## 练习目标
请重新写出从含有“task | place a point on the black dodge”的行起至含有“x=109, y=103”的行止（首尾两行均包括在内）的各行，将其中的“front grille”替换为“radiator grille”，其余内容一律保持不变，答案中不得包含图片。

#### 输入数据

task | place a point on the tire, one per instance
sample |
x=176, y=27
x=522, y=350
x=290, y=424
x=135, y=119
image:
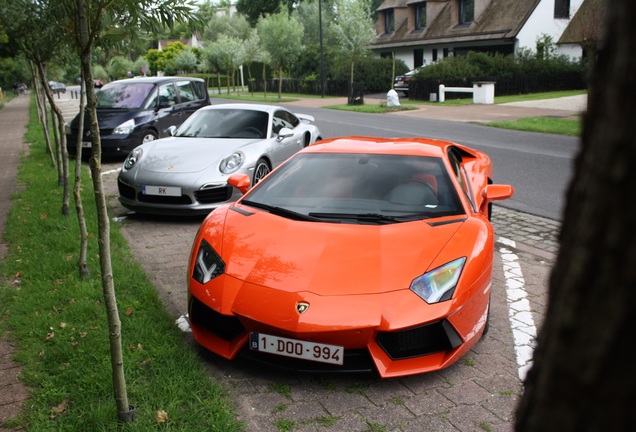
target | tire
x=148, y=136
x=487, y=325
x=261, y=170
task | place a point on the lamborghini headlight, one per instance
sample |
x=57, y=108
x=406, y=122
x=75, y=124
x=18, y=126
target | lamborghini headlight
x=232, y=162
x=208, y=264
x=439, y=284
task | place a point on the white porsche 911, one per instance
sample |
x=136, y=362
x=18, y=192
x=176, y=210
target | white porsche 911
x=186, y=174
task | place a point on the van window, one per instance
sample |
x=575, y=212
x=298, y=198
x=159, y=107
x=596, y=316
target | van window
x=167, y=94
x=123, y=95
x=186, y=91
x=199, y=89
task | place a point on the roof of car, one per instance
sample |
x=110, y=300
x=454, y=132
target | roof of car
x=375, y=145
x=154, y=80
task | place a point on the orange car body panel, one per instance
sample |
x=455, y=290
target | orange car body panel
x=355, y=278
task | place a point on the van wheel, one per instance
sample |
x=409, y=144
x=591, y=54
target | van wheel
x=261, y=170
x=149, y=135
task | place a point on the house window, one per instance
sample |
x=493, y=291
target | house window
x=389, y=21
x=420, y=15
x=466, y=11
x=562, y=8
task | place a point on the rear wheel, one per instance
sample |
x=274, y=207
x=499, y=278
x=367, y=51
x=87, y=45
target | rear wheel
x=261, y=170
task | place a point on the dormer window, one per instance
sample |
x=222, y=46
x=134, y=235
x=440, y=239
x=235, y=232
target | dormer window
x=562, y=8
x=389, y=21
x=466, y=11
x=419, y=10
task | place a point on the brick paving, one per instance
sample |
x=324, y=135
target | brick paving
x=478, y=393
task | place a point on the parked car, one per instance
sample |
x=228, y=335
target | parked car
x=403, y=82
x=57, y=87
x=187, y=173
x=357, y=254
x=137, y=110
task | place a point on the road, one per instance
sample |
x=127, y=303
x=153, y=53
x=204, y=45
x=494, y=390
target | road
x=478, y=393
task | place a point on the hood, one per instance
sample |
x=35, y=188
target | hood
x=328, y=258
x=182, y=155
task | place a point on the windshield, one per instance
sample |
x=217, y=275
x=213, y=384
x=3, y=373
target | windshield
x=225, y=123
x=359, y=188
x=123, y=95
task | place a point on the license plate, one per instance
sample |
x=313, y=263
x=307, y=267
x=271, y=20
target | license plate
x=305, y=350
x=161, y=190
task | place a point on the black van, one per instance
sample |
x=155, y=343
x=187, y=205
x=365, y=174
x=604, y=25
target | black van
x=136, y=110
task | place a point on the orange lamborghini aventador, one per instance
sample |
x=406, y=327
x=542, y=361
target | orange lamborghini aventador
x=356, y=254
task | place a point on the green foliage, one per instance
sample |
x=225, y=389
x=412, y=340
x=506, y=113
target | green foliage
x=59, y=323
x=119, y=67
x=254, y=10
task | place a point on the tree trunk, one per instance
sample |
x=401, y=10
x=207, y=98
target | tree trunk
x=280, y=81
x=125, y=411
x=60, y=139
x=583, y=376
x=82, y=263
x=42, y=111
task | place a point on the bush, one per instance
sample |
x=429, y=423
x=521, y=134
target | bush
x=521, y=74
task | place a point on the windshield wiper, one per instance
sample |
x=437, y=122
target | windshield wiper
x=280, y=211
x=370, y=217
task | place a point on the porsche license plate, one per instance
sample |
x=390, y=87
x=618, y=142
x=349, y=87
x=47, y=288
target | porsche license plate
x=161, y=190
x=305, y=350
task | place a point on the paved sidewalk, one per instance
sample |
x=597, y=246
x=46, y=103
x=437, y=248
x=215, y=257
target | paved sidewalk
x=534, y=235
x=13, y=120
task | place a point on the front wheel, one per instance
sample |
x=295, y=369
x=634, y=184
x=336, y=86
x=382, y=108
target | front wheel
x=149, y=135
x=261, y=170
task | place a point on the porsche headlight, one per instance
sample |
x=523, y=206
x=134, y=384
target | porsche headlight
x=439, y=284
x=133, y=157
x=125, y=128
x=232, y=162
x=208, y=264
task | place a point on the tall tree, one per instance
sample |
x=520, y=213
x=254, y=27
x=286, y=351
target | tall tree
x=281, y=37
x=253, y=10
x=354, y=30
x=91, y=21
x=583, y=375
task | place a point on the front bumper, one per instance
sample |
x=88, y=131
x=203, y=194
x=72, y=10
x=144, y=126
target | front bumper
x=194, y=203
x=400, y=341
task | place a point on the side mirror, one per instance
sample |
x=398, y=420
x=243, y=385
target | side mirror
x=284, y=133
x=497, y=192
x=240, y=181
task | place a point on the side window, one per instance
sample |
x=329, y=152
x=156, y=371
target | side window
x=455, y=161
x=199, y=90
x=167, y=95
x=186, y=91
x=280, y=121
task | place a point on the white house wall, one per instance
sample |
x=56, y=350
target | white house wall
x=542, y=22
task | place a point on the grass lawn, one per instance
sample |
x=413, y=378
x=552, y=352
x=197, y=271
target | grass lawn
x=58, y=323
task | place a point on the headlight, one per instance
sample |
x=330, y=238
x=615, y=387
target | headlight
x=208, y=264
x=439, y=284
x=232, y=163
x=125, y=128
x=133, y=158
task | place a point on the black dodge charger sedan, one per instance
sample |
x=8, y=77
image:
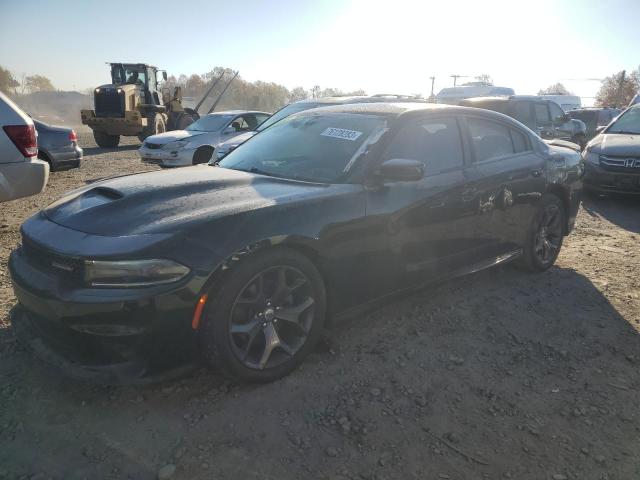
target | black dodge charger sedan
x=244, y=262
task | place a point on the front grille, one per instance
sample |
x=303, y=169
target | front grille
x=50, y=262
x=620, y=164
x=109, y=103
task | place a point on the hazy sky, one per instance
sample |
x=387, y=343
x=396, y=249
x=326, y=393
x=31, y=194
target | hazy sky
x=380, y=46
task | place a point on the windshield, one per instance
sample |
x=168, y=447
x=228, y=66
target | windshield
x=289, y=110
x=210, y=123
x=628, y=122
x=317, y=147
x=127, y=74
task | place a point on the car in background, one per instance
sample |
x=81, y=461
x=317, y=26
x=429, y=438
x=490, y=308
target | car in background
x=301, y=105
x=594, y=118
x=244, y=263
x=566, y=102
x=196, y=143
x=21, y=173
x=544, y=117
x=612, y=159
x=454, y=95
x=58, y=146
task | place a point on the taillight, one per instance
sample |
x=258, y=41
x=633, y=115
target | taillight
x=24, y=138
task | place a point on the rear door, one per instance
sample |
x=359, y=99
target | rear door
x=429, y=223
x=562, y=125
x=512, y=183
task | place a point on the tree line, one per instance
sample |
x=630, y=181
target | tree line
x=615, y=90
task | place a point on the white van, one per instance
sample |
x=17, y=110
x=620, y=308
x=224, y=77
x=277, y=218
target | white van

########

## 任务答复
task | place a point on the black dodge charger sedan, one per instance
sample |
x=8, y=77
image:
target | black dodge charger sedan
x=244, y=262
task | place a point on the radiator grille, one per instance
sample |
x=303, y=169
target | radiator grille
x=50, y=262
x=620, y=164
x=109, y=103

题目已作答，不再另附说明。